-- Task prompt --
Transcribe the records that follow. Keep every word exactly, and drop the pictures.

[Natural language region descriptions]
"""

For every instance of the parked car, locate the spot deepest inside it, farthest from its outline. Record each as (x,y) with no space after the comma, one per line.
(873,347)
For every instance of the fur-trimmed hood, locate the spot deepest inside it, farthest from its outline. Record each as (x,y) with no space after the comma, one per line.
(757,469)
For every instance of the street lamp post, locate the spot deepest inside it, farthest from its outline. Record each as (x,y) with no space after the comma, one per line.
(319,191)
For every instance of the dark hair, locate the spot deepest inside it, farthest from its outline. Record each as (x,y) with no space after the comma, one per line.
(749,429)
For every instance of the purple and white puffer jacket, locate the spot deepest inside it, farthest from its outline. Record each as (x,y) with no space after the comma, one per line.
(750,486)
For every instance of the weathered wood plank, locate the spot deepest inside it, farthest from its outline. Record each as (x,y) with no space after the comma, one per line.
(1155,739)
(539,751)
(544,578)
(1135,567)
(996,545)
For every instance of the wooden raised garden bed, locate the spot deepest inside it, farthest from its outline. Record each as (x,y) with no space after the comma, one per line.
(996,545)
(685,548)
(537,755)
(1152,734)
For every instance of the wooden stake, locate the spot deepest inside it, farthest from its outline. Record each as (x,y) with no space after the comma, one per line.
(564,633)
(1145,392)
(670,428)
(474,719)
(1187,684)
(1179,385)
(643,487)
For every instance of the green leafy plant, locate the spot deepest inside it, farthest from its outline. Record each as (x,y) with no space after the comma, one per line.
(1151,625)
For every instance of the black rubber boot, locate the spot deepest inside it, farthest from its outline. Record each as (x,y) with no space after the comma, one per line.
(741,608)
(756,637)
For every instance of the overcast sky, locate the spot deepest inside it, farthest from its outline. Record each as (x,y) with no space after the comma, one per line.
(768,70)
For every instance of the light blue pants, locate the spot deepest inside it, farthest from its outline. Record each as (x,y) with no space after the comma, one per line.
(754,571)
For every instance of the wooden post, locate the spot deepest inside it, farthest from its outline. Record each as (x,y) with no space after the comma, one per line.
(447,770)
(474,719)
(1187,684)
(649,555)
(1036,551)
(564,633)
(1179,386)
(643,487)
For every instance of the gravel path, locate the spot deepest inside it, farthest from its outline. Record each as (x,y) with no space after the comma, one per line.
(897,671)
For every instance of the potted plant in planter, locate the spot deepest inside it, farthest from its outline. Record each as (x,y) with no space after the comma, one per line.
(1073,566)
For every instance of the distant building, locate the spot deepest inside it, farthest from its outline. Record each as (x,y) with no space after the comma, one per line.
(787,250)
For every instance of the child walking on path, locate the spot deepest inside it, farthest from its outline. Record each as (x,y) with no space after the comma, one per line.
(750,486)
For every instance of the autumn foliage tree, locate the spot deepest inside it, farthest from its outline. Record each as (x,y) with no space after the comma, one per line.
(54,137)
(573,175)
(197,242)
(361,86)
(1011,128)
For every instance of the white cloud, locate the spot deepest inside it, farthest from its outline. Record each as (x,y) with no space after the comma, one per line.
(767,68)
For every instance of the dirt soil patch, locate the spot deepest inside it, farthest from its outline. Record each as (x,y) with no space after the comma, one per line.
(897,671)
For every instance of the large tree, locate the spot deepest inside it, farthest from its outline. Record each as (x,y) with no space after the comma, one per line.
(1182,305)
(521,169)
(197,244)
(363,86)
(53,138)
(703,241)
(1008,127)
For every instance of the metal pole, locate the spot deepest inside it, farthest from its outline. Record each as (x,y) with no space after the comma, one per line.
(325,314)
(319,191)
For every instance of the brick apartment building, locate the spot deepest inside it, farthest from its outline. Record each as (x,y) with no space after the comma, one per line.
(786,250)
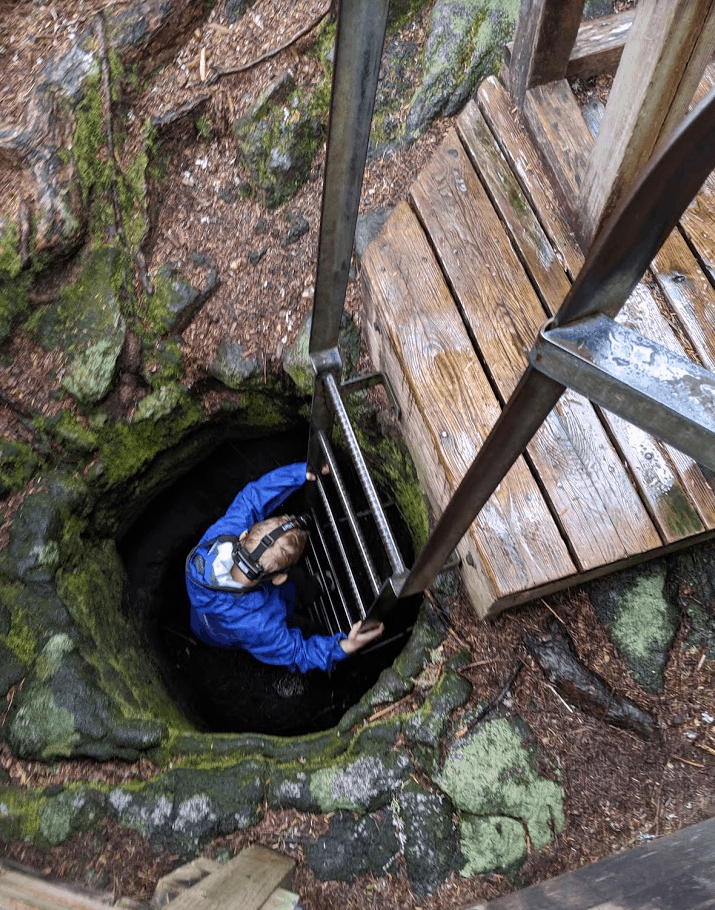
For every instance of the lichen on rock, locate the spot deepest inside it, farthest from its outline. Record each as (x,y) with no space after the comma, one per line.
(490,774)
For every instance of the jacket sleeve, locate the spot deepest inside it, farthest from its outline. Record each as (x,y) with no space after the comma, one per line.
(286,647)
(258,499)
(256,622)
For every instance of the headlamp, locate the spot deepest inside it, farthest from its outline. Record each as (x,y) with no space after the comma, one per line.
(249,563)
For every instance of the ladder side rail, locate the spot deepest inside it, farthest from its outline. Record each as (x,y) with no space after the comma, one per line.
(343,555)
(358,50)
(359,39)
(383,527)
(645,217)
(614,265)
(349,514)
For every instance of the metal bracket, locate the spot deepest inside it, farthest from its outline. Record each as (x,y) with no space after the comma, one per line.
(327,361)
(359,383)
(636,378)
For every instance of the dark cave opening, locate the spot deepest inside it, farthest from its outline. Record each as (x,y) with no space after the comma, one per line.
(226,689)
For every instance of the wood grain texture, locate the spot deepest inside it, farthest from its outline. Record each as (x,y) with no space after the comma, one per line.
(519,151)
(671,485)
(19,891)
(679,497)
(599,45)
(554,121)
(545,34)
(581,474)
(668,48)
(243,883)
(535,250)
(449,408)
(689,293)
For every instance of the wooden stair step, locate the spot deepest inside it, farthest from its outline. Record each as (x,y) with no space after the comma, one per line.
(580,472)
(246,882)
(671,485)
(416,336)
(24,891)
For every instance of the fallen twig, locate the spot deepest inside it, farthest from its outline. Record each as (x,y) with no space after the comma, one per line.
(107,92)
(244,67)
(685,761)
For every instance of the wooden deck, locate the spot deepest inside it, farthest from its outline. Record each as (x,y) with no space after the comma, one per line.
(458,283)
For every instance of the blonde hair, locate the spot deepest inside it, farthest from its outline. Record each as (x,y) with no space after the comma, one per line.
(285,552)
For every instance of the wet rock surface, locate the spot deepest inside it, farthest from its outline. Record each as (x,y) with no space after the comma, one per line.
(416,774)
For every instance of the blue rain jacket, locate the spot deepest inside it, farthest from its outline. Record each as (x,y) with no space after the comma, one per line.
(255,619)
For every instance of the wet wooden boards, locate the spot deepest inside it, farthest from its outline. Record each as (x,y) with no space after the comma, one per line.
(457,286)
(676,872)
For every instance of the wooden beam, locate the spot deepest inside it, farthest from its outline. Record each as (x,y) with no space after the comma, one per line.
(665,56)
(415,335)
(243,883)
(555,123)
(598,47)
(545,34)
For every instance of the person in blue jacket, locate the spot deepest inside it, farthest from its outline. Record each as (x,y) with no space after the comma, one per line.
(238,586)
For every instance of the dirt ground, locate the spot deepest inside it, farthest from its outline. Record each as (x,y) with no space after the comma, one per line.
(620,790)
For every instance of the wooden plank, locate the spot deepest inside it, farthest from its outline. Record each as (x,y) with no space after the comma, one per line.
(554,120)
(599,45)
(676,872)
(663,61)
(545,34)
(495,105)
(19,891)
(581,474)
(540,259)
(678,495)
(688,292)
(281,900)
(415,335)
(671,485)
(243,883)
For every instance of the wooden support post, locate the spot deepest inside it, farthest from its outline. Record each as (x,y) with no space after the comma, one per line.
(546,31)
(668,47)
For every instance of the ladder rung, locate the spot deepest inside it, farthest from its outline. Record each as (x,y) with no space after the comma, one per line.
(349,512)
(383,528)
(341,549)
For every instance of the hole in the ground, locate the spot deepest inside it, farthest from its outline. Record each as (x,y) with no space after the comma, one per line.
(227,690)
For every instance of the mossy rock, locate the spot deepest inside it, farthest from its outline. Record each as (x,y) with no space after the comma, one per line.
(175,301)
(691,586)
(362,784)
(13,284)
(431,846)
(62,711)
(493,844)
(279,137)
(89,326)
(18,463)
(354,847)
(490,774)
(464,45)
(634,607)
(72,811)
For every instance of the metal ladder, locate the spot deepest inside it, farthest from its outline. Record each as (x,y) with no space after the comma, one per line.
(581,347)
(354,552)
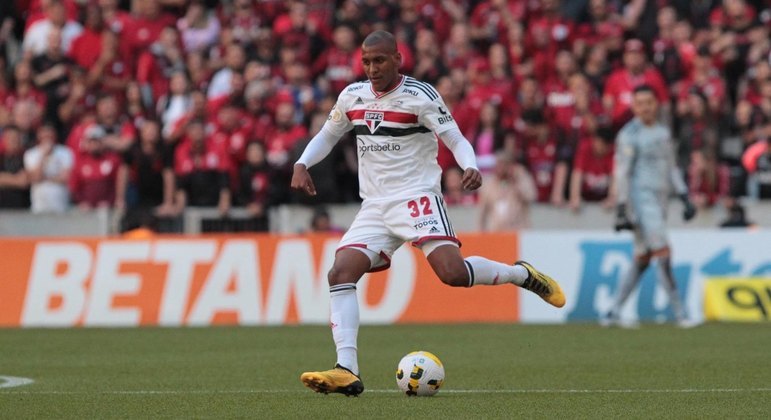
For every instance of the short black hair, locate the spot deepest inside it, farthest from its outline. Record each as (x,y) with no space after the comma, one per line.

"""

-- Answer to this problem --
For every instance of the parked car, locate the spot deepest inside it, farthest from its outline. Record each as (x,y) with no space after the comma, one per line.
(873,347)
For every instance of the fur-trimmed hood, locate the spot deepest inside it, farthest from its outline. Record each as (x,y) with no space after the comma, one per line.
(757,469)
For every instance of the street lamp post, locate the spot deepest inside it, farthest from its outline. Record each as (x,y) with no space after the comma, one per line.
(319,191)
For every instance of the dark hair, locate the spot deepest inside it, farthest from its outline. Record each as (x,y) with no space after the comma, one per line.
(749,429)
For every instance of the purple and white puffer jacket, locate the spot deepest inside it, farthest from its outline. Record each as (x,y) with no space after the comma, one per line.
(750,486)
For every instance of the weathered wood plank, locate the spot deepest inside it, farthest from its outline. Record each as (x,y) with no space after the comma, one per line.
(1155,739)
(539,751)
(544,578)
(1135,567)
(996,545)
For every instance of the wooden raised garden bed, locate the spot deepest inside it, farthest from its outline. Record each as (x,y) with no space after the comma, one per line.
(996,545)
(685,548)
(537,755)
(1152,734)
For every instance of the wooden stake, locate the spot deepest inside it, farthest from its outline. Record each as (x,y) with no space after the comma, one per line.
(564,633)
(1145,392)
(670,428)
(474,719)
(1187,684)
(1179,385)
(643,487)
For every instance of the green leafy plant, locate the spot deepest inside it, farthest from its outline. Record each as (x,y) with no space after the comma, one per line.
(1151,625)
For every instance of the black rubber boot, locate the spot deepest inside it, farthest from its outline. Record each as (x,y) with no space after the comma, one per line.
(741,608)
(756,637)
For every instance of the overcast sky, locate the spot deepest inside it, farthest from its outline. Record each as (x,y) with no space after the comma, one per line.
(768,70)
For every instance of the light blue pants, locate the spot deepest inside it, farthest from its outline. Record each as (x,y) with no space after the comma, one per line.
(754,571)
For every instance of the wooden post, locate the spot deepest inside it, farthest from its outline. Record each as (x,y) with no space after the comma, one per line.
(447,770)
(474,719)
(1187,684)
(649,555)
(1036,551)
(564,633)
(1179,386)
(643,487)
For every instance of the gravel path, locate the spot deepest inside it, farthest from its outline. Record each as (x,y) with no space after the comma, one per line.
(897,671)
For every instance of the potted plant in planter, locate the spot deepest inside it, farthest from its outline. Record each as (x,y) with no space after the comma, one per line.
(1073,566)
For every instance of the distant building, locate the spot deepest inside it, farthest from its outline. Record each as (x,y) with no space after the comma, one per line.
(787,250)
For every instance of the child walking on path, locate the spot deepest inside it, farthest from its outline. Record each as (x,y) with no space after the comma, one per line.
(750,486)
For every instance of the autumn foliage tree, locate the spot deepest inside it, farthest from its outline. Record each as (x,y) with no space after the comma, one per line.
(54,137)
(573,175)
(197,242)
(361,86)
(1011,128)
For every instance of the white cloud, locate the spot deepest inside it, farthest from its outline. Record each as (x,y) with no space after the comma, one per line.
(767,68)
For every instance of the dirt soil patch, locate the spot deepest inside it, farthest from its outline. Record each as (x,y) with no space after the comma, one per line.
(897,671)
For every instance of the large tree, locate the spot deepest inside it, farthest from its outline. Record each as (x,y) with no space after the comma, one per line.
(1182,305)
(521,169)
(197,244)
(363,86)
(53,138)
(703,241)
(1008,127)
For every instance of the metal pole, locate the spot deepest inside it, farthest from its outline. Record each as (x,y) with no space after the comma, one per line.
(325,314)
(319,191)
For every instance of the brick apartment building, locate the spot deepest inside it, farthest from its outline. Record each as (x,y) with no space after the comma, one per line.
(786,250)
For every instance of the lichen on rock, locate the spot deepest inside it, farthest from its outline. Record each as (x,y) with no space after the comma, one per line.
(490,774)
For every instance of the jacket sleeve, locate the spot deepest inside it, farthest from its outline. Record each as (x,y) with no space after the comma, one per line.
(286,647)
(258,499)
(256,622)
For every instance of the headlamp, locate the spot deepest inside it, farthest from its outline. Record each as (x,y) with no space after the comma, one per line.
(249,563)
For every instance of the ladder side rail, locate the spot deepest inside it, farthest from its outline. Record each as (x,y) with no space after the comma, one per line.
(343,555)
(358,50)
(359,39)
(383,527)
(645,217)
(614,265)
(349,514)
For every instance of the metal bracket, locate the spot deepest inside it, farthest from its outline. Record each as (x,y) with no space after the comma, one per line.
(327,361)
(359,383)
(636,378)
For every instance of the dark cave opening, locate the spot deepest inside it, farthest from its outline. Record each as (x,y) with no space after the comma, one per line.
(226,689)
For every instance of the wood grain texture, locate the spot deepest inside it, farthest from its outline. Record each as (x,y) with no space after the comma, one per line.
(519,151)
(671,485)
(19,891)
(679,497)
(599,45)
(554,121)
(545,34)
(581,474)
(668,48)
(243,883)
(535,250)
(449,408)
(689,293)
For every instance of the wooden stair step, locate the spot deepest inside it, farthest from its outline. Record each as (x,y) with no space after the comma, one per line.
(580,472)
(246,882)
(671,485)
(416,336)
(24,891)
For every instance of the fallen twig, locate the spot deepest inside it, farthest from its outline. Record each as (x,y) with no space after the comma, one per line.
(107,92)
(244,67)
(685,761)
For every instance of the wooden deck, locate the spot deepest inside it, farthest from its outline. Record each as (x,y) with no space after the comma, one per line.
(458,283)
For every instance of the blonde hair, locate the spot deepest inside it, farthest from its outline. Record each as (x,y) with no space after the comma, one per line.
(285,552)
For every instance of the wet rock surface, locate the spot deepest inside it, farthest from its outline. Record each as (x,y) with no space after the comma, one per line.
(416,774)
For every instance of the blue rain jacket, locate the spot deepest inside it, farthest from its outline. Record each as (x,y) with no space after the comma, one per line.
(255,619)
For every instance of the wet wooden boards, locate the spot deepest inside it, farthest from its outline. Record each as (x,y) with no space after the comma, one per line.
(457,286)
(676,872)
For every instance of the wooden beam, locate the spot deepest inside it, farthest from its outline. Record each as (x,y) with no space after the comma, one per line.
(665,56)
(415,335)
(243,883)
(555,123)
(598,47)
(545,34)
For every instance of the person in blue jacket, locate the spot deepest inside it, farthest from its outline. Record each as (x,y) with no space after the comma, one per line.
(238,586)
For every instance of the dirt ground, locate the spot deepest inside it, farthest from its outline. Record each as (x,y) with no space after the comma, one per line.
(620,790)
For every instance of the wooden plank, locate the spot deepest inside it, farthest from its outline. Record each as (x,y) with no space after the comma, one per line.
(554,120)
(599,45)
(676,872)
(663,61)
(545,34)
(495,105)
(19,891)
(581,474)
(540,259)
(678,495)
(688,292)
(281,900)
(415,335)
(671,485)
(243,883)
For every instance of the wooden support post, locate the spot deepest inside it, farthest from its outline. Record each as (x,y) with no space after the comma, one per line.
(546,31)
(668,47)
For every instance of the ladder rung, locate the spot deepest inside it, farthest from its outline. Record each as (x,y) with no space after the comma, one per line.
(349,512)
(383,528)
(341,549)
For every instance of the hole in the ground, locate the spot deepest inside it, farthest from its outline. Record each as (x,y) with no space after the comma, one per line.
(227,690)
For every instance of the mossy rock, locate the spot deepest inside it, farthest from its outline. Record each as (x,y) with no space after the comma, one per line.
(175,301)
(691,586)
(362,784)
(13,284)
(431,846)
(62,711)
(493,844)
(279,137)
(89,326)
(18,463)
(354,847)
(490,774)
(464,45)
(634,607)
(72,811)
For every instance of the metal ladder, locate the spot deepest inside it, farthest from its outline. Record each as (x,y) with no space after the comma, one per line.
(581,347)
(354,552)
For every instance of the short black hair, locate the spot deepest inside it, farthest from its outline. Record each as (x,y) with no space after the comma, one per line.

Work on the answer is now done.